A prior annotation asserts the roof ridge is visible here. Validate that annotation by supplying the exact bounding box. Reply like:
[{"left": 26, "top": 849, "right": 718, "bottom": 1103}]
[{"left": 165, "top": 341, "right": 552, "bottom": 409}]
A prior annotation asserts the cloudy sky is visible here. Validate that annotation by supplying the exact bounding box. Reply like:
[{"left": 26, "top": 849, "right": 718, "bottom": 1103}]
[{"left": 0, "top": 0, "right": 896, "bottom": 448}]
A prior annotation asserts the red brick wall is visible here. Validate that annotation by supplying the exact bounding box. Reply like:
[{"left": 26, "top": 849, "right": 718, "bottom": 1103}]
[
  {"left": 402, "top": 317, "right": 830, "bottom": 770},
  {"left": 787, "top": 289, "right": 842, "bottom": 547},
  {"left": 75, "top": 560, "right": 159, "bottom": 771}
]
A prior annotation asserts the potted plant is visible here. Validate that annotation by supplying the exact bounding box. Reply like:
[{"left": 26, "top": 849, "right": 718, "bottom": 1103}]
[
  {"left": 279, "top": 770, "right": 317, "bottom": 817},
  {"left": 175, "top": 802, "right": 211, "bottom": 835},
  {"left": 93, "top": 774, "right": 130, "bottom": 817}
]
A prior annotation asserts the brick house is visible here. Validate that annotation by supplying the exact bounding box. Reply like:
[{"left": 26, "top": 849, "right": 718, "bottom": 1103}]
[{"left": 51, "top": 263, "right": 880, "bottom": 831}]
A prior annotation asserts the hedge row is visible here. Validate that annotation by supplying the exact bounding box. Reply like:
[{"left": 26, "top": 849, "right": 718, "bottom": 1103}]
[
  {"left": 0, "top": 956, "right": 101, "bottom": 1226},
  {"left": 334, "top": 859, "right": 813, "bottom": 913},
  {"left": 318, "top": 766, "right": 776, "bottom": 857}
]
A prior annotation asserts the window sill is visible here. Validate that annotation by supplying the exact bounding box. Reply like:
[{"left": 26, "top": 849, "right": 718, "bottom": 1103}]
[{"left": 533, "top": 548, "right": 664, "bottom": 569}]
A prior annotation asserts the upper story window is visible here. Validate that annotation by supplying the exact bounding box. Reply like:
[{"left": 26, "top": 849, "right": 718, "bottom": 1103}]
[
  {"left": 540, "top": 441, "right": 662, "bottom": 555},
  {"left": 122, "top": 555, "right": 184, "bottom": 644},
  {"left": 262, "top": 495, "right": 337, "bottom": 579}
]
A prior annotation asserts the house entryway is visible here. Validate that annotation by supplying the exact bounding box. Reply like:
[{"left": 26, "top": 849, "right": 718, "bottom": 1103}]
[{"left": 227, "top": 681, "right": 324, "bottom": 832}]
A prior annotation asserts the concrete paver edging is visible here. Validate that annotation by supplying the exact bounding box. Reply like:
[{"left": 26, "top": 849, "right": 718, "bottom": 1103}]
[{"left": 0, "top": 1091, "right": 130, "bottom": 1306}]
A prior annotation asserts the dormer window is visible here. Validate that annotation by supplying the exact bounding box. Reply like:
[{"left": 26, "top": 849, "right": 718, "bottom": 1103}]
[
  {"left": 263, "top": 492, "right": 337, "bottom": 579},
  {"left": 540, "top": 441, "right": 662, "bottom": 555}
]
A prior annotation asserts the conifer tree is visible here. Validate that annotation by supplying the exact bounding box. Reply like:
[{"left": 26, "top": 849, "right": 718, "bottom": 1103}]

● ● ● ●

**WORK REQUIRED**
Copy out every one of the entries above line by line, without changing a single character.

**COMPLETED TASK**
A prior annotation asserts the roof ridge is visible here. Validate that annotation by supplying the exact bounding box. Reply like:
[{"left": 26, "top": 849, "right": 718, "bottom": 1103}]
[{"left": 165, "top": 341, "right": 552, "bottom": 409}]
A prior annotation asserts the cloudy sky is visible here. Validate that annotation by supplying the exact bounding box. Reply like:
[{"left": 26, "top": 849, "right": 718, "bottom": 1103}]
[{"left": 0, "top": 0, "right": 896, "bottom": 448}]
A prior annotation asserts the red brick wall is visible here. Validate that annotation by supplying the exact bounding box. Reply like:
[{"left": 26, "top": 849, "right": 718, "bottom": 1103}]
[
  {"left": 402, "top": 317, "right": 830, "bottom": 770},
  {"left": 787, "top": 289, "right": 842, "bottom": 547},
  {"left": 75, "top": 560, "right": 159, "bottom": 771}
]
A prior annotation asserts the potted plant is visible here. Validate that annotation by supplying the exact bounding box. Reply like:
[{"left": 26, "top": 849, "right": 718, "bottom": 1103}]
[
  {"left": 279, "top": 770, "right": 317, "bottom": 817},
  {"left": 175, "top": 802, "right": 211, "bottom": 835},
  {"left": 93, "top": 774, "right": 130, "bottom": 817}
]
A prior annotation asserts the brick house is visible here. Validate that annotation by supplying the exact bounding box. Reply like:
[{"left": 26, "top": 849, "right": 718, "bottom": 1103}]
[{"left": 51, "top": 263, "right": 880, "bottom": 831}]
A prior annotation asserts the hedge row is visible here. Validate that annotation by supplying the exact bounding box. Reply like:
[{"left": 26, "top": 849, "right": 718, "bottom": 1103}]
[
  {"left": 0, "top": 956, "right": 101, "bottom": 1226},
  {"left": 334, "top": 859, "right": 813, "bottom": 913},
  {"left": 318, "top": 766, "right": 776, "bottom": 857}
]
A prior annotation asserts the window sill is visible here. Validate that annotation by supplying the exact bounding box. Reply like:
[{"left": 26, "top": 849, "right": 718, "bottom": 1103}]
[{"left": 533, "top": 548, "right": 664, "bottom": 569}]
A prior annotation asserts the upper story window is visible here. Validate that annotation by supplying the exact bounding box. Reply like:
[{"left": 26, "top": 849, "right": 718, "bottom": 1103}]
[
  {"left": 540, "top": 441, "right": 662, "bottom": 555},
  {"left": 122, "top": 555, "right": 184, "bottom": 644},
  {"left": 262, "top": 495, "right": 337, "bottom": 579}
]
A prior annotation asserts the house entryway is visible here. Validate that annotation by supplying the exact bounding box. Reply like:
[{"left": 26, "top": 849, "right": 718, "bottom": 1103}]
[{"left": 227, "top": 681, "right": 324, "bottom": 832}]
A prior annotation asserts the concrete paver edging is visible here. Validate that annotation by supplying the exact bounding box. Reply like:
[{"left": 26, "top": 849, "right": 718, "bottom": 1103}]
[{"left": 0, "top": 1091, "right": 130, "bottom": 1306}]
A prior annotation asserts the dormer window is visible here. Validate that annotation by supplying the exact bounding box. Reply like:
[{"left": 26, "top": 849, "right": 718, "bottom": 1103}]
[
  {"left": 263, "top": 492, "right": 337, "bottom": 579},
  {"left": 540, "top": 441, "right": 662, "bottom": 555}
]
A prior annotation asserts the conifer tree is visible here. Validate that annotation by supplying the exact bounding box. Reply like:
[{"left": 26, "top": 849, "right": 718, "bottom": 1103}]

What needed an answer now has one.